§ **Records shown**
>> START

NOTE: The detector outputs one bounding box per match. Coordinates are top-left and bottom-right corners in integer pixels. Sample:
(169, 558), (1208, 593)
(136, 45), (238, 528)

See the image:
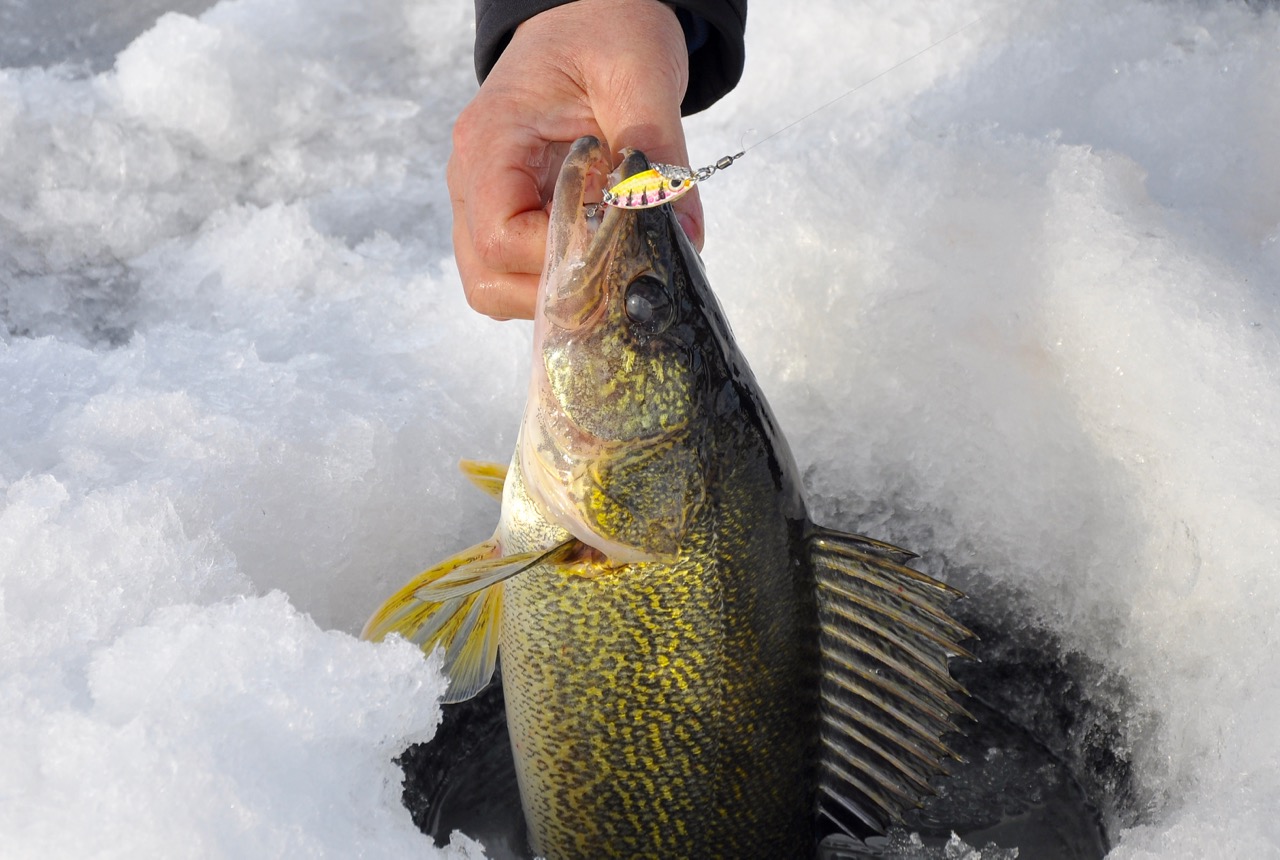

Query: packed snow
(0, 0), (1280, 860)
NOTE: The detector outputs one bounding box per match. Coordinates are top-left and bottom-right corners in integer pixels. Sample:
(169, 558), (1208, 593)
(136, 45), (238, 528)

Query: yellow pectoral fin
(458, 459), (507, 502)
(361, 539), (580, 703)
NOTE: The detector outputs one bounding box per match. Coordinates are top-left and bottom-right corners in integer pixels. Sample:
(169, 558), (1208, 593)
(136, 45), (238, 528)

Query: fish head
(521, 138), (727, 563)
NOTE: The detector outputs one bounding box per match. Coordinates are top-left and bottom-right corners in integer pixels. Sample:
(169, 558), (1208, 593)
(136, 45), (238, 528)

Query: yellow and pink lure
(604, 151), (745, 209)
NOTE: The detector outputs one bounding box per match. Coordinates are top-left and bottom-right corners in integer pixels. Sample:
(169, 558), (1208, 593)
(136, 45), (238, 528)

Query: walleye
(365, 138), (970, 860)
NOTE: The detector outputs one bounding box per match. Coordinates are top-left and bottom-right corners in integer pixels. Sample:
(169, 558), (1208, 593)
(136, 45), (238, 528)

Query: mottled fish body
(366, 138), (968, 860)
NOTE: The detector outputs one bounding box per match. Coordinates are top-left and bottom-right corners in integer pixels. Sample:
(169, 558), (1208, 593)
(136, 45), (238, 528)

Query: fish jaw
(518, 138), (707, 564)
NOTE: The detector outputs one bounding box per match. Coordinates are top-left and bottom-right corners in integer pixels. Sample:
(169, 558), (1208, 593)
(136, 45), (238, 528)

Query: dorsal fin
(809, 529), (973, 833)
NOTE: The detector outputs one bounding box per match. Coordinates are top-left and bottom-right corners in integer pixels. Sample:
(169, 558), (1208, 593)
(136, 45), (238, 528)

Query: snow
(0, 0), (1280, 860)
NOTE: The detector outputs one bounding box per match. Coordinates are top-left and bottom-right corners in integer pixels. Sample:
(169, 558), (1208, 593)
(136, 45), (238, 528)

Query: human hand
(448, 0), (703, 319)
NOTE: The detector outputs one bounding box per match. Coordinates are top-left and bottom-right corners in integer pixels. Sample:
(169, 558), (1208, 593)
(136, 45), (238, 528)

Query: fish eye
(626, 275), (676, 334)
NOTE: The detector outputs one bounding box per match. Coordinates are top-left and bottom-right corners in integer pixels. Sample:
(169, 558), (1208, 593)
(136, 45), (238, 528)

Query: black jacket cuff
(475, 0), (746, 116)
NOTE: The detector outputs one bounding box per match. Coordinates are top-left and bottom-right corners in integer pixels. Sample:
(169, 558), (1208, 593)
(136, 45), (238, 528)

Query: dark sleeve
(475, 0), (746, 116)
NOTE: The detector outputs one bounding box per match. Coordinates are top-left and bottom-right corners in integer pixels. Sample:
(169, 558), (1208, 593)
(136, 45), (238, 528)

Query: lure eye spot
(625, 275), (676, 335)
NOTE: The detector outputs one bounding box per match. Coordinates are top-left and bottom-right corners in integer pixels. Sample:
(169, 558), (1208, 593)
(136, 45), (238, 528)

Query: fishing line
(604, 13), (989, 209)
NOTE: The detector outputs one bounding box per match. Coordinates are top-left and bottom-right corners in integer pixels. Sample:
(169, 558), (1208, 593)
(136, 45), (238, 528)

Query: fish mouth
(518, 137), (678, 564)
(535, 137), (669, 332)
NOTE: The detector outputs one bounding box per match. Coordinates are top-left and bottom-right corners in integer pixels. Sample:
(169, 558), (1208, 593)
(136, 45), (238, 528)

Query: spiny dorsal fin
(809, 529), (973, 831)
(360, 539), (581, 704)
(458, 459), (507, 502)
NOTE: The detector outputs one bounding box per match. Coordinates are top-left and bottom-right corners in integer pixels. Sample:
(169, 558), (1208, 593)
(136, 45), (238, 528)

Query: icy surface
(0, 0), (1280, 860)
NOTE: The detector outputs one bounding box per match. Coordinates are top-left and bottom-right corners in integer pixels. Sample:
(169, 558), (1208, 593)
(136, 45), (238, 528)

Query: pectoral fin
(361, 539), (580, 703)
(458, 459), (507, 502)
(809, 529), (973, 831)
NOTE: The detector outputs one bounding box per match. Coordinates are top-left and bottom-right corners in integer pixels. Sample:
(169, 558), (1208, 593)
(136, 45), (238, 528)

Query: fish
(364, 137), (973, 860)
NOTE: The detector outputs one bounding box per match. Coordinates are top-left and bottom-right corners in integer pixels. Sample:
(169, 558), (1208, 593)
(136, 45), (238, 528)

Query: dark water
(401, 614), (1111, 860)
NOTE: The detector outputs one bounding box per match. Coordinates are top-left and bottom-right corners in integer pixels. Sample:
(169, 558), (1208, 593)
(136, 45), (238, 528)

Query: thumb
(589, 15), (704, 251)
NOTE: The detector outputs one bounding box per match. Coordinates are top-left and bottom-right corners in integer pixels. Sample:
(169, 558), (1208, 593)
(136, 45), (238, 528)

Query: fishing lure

>> END

§ **Your instructions**
Please print all of the records above again word for word, leaving the pictures out.

§ **Response to the exercise**
NOTE: The detector outputs one bounding box per match. Coordinates are top-left and bottom-right corners in integer pixels. Sample:
(169, 558), (1208, 593)
(136, 45), (238, 528)

See the image:

Query: packed snow
(0, 0), (1280, 860)
NOTE: The detector outputs one bounding box per match. Coordinates are top-left and bottom-right corners in integer pixels. Sample:
(169, 558), (1208, 593)
(136, 45), (238, 528)

Query: yellow pectoral fin
(458, 459), (507, 502)
(361, 539), (580, 703)
NOTE: The detector outputs one bounding box per match. Coordinates are top-left and bottom-right corners in integer pixels. Sample:
(169, 558), (1208, 593)
(136, 45), (238, 528)

Query: fish head
(521, 138), (727, 563)
NOTE: The detector outputs one bounding box per match. Coordinates are top-left and bottom-right corners in integer pixels. Sample:
(169, 558), (1208, 593)
(136, 45), (238, 528)

Query: yellow and pink lure
(604, 151), (745, 209)
NOTE: The detector outputs one bounding box per match. Coordinates are top-left and bottom-right corners in integer pixels. Sample:
(169, 558), (1208, 593)
(136, 45), (238, 528)

Query: walleye
(365, 138), (970, 860)
NOTE: The detector outputs one bounding box per match. Coordinates are top-left and bottom-right corners in integer pixels. Sample:
(169, 558), (1208, 593)
(136, 45), (238, 528)

Query: mottled fish body
(366, 138), (968, 860)
NOTE: The detector outputs one bounding box per match. Coordinates are top-left and bottom-right corners in integer pixels. Sample:
(169, 558), (1208, 593)
(136, 45), (238, 528)

Query: fish jaw
(518, 138), (707, 564)
NOTE: The detector outputs one bounding box per match. Coordinates are top-left and bottom-right corners in integer pixels. Sample:
(169, 558), (1208, 593)
(136, 45), (238, 528)

Query: dorsal fin
(809, 529), (973, 833)
NOTE: The detector outputs one bounding box per match. Coordinates are top-left and bottom-right corners in integer pixels. Sample:
(169, 558), (1208, 593)
(136, 45), (238, 528)

Query: snow
(0, 0), (1280, 860)
NOTE: The detector outputs one bounding box per match. Coordinates are top-left and bottom-right corners in integer pixels. Sample:
(169, 558), (1208, 593)
(136, 45), (238, 528)

Query: human hand
(448, 0), (703, 319)
NOTE: The detector outputs one bounding box per match. Coordinates are top-left and bottom-right corners in integer pixels. Sample:
(169, 558), (1208, 593)
(136, 45), (238, 528)

Query: fish eye
(626, 275), (676, 334)
NOTE: The detector outputs one bounding box per match. Coordinates are top-left and bottom-right corners in integer pixels. Sample:
(169, 558), (1208, 593)
(136, 45), (238, 528)

Query: black jacket cuff
(475, 0), (746, 116)
NOTE: The detector outputs one bounding box per match. Coordinates are top-left and bottom-right corners in integer pixels. Sample:
(169, 558), (1208, 593)
(136, 45), (238, 528)

Query: dark sleeve
(475, 0), (746, 116)
NOTE: The detector outputs one bounding box per match. Coordinates are top-left and bottom-right corners in integer pixels. Sample:
(169, 558), (1208, 593)
(136, 45), (238, 528)

Query: lure eye spot
(625, 275), (676, 335)
NOTE: The detector outputs one bounding box per match. Coordinates are top-left and bottom-right corners in integer pixels. Sample:
(169, 558), (1208, 593)
(136, 45), (238, 528)

Query: fishing line
(604, 13), (989, 209)
NOTE: The detector outputs one bounding box per match. Coordinates are top-left and bottom-right corners in integer pixels. Sample:
(169, 558), (1208, 593)
(136, 45), (238, 528)

Query: fish mouth
(518, 137), (678, 564)
(535, 137), (669, 332)
NOTE: The detector outputs one bounding box per match. Coordinates are top-left and bottom-right corners in integer pixels. Sample:
(169, 558), (1208, 593)
(136, 45), (238, 528)

Query: spiny dorsal fin
(809, 529), (973, 831)
(360, 539), (581, 704)
(458, 459), (507, 502)
NOTE: The detector outputs one bounding box per match. Coordinates are top-left and bottom-right corners in integer pixels. Sample:
(169, 558), (1208, 593)
(136, 45), (238, 528)

Query: icy surface
(0, 0), (1280, 860)
NOTE: The detector outputs one bounding box per match. Coordinates are top-left and bottom-right corners in integer pixels. Sample:
(169, 558), (1208, 593)
(136, 45), (238, 528)

Query: pectoral fin
(361, 539), (580, 703)
(458, 459), (507, 502)
(809, 529), (973, 831)
NOTE: The detector outputs one bounding box per match. Coordinates are top-left and bottom-right corners in integer pixels. Sample:
(169, 558), (1208, 593)
(136, 45), (238, 528)

Query: fish
(364, 137), (973, 860)
NOTE: The detector outputs one bounding box per match. Coordinates are top-left and bottom-right corners in integer pixels. Sample:
(169, 558), (1208, 593)
(136, 45), (238, 528)

Query: dark water
(401, 614), (1111, 860)
NOTE: The detector outputs one bounding box per match. Coordinates are top-left and bottom-right corners in integer pixels. Sample:
(169, 558), (1208, 593)
(136, 45), (238, 528)

Query: thumb
(589, 15), (704, 251)
NOTE: The detector outputs one bounding box per match. Coordinates are top-left and bottom-right corners in integer pixels. Sample:
(169, 558), (1208, 593)
(136, 45), (238, 528)

Query: fishing lure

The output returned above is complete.